I was baptised just down the hill from where I write, at the end of last winter. The night before a priest came and sat by my fire. His coat was frayed and he seemed somehow free. He was silent for a long time. Then he spoke:
“Christianity,” he stated, “is a wilderness religion.”
Whilst that may not be the beginning and end of the matter, such words are a wonderful palate cleanser. The priest called something strange into the room that evening. What I thought I knew about the old-time religion maybe I didn’t know. Something untamed announced itself.
So many of us are hungry for the real. Sick of the plastic, the packaged, the breathlessly franchised, the app. I mean cannot stand another second.
First light next morning I am on vigil by the green freezing waters of the Dart. I have a tiny fire on the sandy bank – we’d call it a poacher’s fire on Dartmoor – and my belly is empty. After several hours, (seemingly out of nowhere) the priest is beside me, rocking slightly and praying in a language that is not English. By midday, a small procession of friends snake down through the woods to form a crescent circle by the water’s edge. It is time and I am crying. He, my dad, and myself slowly process out into the depths of the river.
When the priest puts my head under I am in another world. And again. When the third dip comes I am overwhelmed, out manoeuvred, outplayed. There is a roaring sound as I go under, and I feel myself enter something like the mouth of a gigantic pike. The moment is not gentle.
Later, rather stupefied, I sit by my fire getting warm, and the lean power of the words of John the Baptist come to mind:
There’s one coming
With a winnowing fork
And clear intention.
The good wheat he will
Gather in his radiant barn,
But the chaff he will burn
In inexhaustible fire.
I deal in water, but he deals in flames.
These are desert words, no seduction in them. They stay with me. Sometimes I imagine John is watching. I peer back at the shaggy man, the man of field honey and locusts, a being so uncompromising, so utterly affiliated with his message we barely have a choice but to splash into the waters and cry for baptism. Belt round waist, a drift of camel fur from shoulder to knee, this is the lightning man of tough, deep places. Like the Green Knight he picks his head back from the plate it was later laid on and walks the centuries.

(Extracted entries)

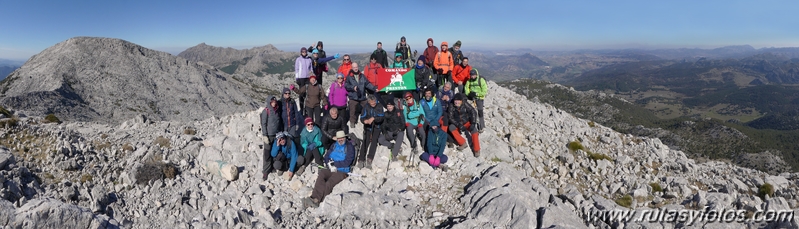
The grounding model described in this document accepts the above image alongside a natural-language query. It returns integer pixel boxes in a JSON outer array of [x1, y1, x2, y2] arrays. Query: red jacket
[[452, 64, 472, 85], [363, 62, 383, 85], [338, 62, 352, 79]]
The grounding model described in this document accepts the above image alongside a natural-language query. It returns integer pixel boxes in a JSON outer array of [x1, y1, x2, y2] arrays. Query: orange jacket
[[363, 63, 383, 85], [338, 62, 352, 79], [452, 64, 472, 85], [433, 50, 454, 74]]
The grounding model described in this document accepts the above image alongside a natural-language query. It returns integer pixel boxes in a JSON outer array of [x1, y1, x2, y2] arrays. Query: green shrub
[[649, 182, 663, 192], [153, 136, 172, 148], [757, 183, 774, 200], [586, 152, 613, 161], [566, 141, 585, 151], [616, 194, 633, 208], [44, 114, 61, 124]]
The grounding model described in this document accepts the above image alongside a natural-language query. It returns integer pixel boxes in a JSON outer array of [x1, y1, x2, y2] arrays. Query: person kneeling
[[421, 126, 447, 171], [265, 131, 302, 180], [303, 131, 355, 208]]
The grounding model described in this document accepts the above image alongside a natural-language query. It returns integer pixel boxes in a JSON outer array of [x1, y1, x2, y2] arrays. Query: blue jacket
[[427, 128, 447, 157], [419, 97, 444, 126], [325, 141, 355, 173], [279, 99, 303, 131], [300, 126, 325, 156], [272, 139, 297, 173]]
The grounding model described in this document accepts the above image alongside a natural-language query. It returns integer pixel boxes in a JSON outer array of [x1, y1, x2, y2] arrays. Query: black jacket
[[319, 115, 350, 139]]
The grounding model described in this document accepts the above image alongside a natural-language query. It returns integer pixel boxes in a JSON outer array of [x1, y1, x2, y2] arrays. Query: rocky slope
[[0, 37, 257, 123], [0, 82, 799, 228]]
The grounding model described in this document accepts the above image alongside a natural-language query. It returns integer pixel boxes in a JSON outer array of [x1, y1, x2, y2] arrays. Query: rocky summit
[[0, 37, 257, 124], [0, 79, 799, 228]]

→ Exercise:
Reproduce word for word the part of the baptism account starting with "Whilst that may" and going on through "untamed announced itself.".

→ Solution:
Whilst that may not be the beginning and end of the matter, such words are a wonderful palate cleanser. The priest called something strange into the room that evening. What I thought I knew about the old-time religion maybe I didn’t know. Something untamed announced itself.